— start of RECORDS SUPPLIED —
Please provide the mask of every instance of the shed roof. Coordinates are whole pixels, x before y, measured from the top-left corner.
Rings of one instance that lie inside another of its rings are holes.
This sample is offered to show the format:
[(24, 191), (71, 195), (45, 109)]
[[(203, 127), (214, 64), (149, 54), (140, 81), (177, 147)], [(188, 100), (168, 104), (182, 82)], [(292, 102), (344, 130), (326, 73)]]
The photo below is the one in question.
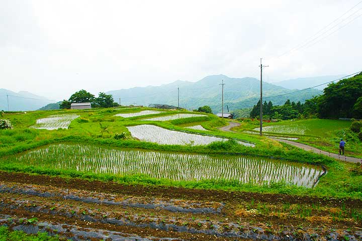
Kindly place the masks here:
— end of RECORDS SUPPLIED —
• _WORK INSTRUCTIONS_: Rewrite all the items above, changing "shed roof" to "garage roof" and keeping everything else the same. Leave out the pictures.

• _ANSWER TO THE EXERCISE_:
Please provide the mask of every instance of the garage roof. Coordinates are whole pixels, x before y, measured from the top-left corner.
Rings of one instance that lie inside another of its rings are holes.
This sample is offered to show the format:
[(24, 191), (71, 195), (45, 109)]
[[(203, 127), (214, 64), (149, 54), (140, 81), (177, 147)], [(188, 100), (168, 104), (182, 82)], [(292, 102), (344, 130), (326, 73)]]
The photo below is the one in question.
Kindly place the masks here:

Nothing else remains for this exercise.